Aim:
Recast the lines below as a Markdown table with the columns "Row" and "Line". Number each line in order under "Row" and omit any blank lines.
--- BEGIN Dataset extract ---
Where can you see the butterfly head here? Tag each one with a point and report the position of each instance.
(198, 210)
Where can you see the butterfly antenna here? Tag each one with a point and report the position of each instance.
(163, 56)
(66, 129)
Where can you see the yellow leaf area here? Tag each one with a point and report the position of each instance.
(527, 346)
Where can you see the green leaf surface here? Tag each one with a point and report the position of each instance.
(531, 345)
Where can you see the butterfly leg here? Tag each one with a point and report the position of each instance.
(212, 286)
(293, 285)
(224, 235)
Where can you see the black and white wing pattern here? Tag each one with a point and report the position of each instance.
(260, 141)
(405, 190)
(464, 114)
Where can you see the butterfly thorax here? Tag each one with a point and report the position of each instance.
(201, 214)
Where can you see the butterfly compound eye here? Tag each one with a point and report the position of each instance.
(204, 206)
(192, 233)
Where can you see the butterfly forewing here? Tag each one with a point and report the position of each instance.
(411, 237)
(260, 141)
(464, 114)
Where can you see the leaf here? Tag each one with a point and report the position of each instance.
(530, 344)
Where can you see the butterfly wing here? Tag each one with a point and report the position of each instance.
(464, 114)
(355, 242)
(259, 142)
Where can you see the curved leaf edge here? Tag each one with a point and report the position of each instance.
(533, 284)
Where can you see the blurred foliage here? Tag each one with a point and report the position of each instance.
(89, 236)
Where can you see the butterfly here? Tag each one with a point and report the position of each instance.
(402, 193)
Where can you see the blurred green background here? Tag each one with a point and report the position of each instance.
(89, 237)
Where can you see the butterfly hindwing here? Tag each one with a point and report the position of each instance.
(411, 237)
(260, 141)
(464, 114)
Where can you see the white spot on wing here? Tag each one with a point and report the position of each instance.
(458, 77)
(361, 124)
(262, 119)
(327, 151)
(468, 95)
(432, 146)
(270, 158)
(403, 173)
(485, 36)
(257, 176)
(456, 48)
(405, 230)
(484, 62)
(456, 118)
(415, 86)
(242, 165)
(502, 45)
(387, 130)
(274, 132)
--- END Dataset extract ---
Completed exercise:
| Row | Line |
|---|---|
| 1 | Where can you see the butterfly head here? Tag each one with a point and report the position of each instance. |
| 2 | (198, 210) |
| 3 | Where can you see the butterfly antenna here? Tag each one with a point and report the position of each instance. |
| 4 | (163, 56) |
| 5 | (66, 129) |
| 6 | Where can you see the yellow leaf area here? Tag each one with a point and report the position of each instance. |
| 7 | (527, 346) |
| 8 | Where can you see the green leaf surface here? Tag each one with a point and report the position of each instance. |
| 9 | (531, 345) |
| 10 | Where can you see the butterfly leg here? Tag each one with a point and report the position of each instance. |
| 11 | (212, 286) |
| 12 | (293, 285) |
| 13 | (224, 235) |
| 14 | Where can you see the black and white wing pattern here? Tag each one with a point and report the position of each instance. |
| 15 | (260, 141) |
| 16 | (405, 190) |
| 17 | (464, 114) |
| 18 | Where can you see the butterfly thorax here? Tag each one with a point and report the position of each instance. |
| 19 | (201, 214) |
| 20 | Where can you see the butterfly compound eye here? Tag each one with a point and report the position of each instance. |
| 21 | (204, 206) |
| 22 | (192, 233) |
| 23 | Where can you see the butterfly forewing here? Tag each one with a point and report the position of each instance. |
| 24 | (411, 237) |
| 25 | (260, 141) |
| 26 | (464, 114) |
| 27 | Where can you see the leaf here? Tag each one with a point and report the position of each instance. |
| 28 | (530, 344) |
| 29 | Where can you see the butterfly wing here? Tag each one with a point and report the position of each instance. |
| 30 | (464, 114) |
| 31 | (355, 242) |
| 32 | (259, 142) |
| 33 | Where can you see the curved leaf edge here? Tag each one with a point and report the position of each instance. |
| 34 | (533, 284) |
| 35 | Where can you see the blurred foliage here? Tag each one with a point and report the position of each instance. |
| 36 | (89, 236) |
| 37 | Where can you see the butterfly here? Tag each one with a point and report the position of each instance. |
| 38 | (402, 193) |
| 39 | Where can you see the blurred green background here? Tag each one with a point and report the position of each instance. |
| 40 | (89, 237) |
| 41 | Where can you see the butterfly hindwing here? Tag each one with a point and report the position of each instance. |
| 42 | (411, 237) |
| 43 | (260, 141) |
| 44 | (464, 114) |
| 45 | Where can you see the white spot on wing here? Tag each one with a point and report the position of each instance. |
| 46 | (458, 77) |
| 47 | (361, 124) |
| 48 | (262, 119) |
| 49 | (327, 151) |
| 50 | (468, 95) |
| 51 | (432, 146) |
| 52 | (270, 158) |
| 53 | (403, 173) |
| 54 | (485, 36) |
| 55 | (257, 176) |
| 56 | (456, 48) |
| 57 | (405, 230) |
| 58 | (484, 62) |
| 59 | (456, 118) |
| 60 | (415, 86) |
| 61 | (242, 165) |
| 62 | (502, 45) |
| 63 | (387, 130) |
| 64 | (274, 132) |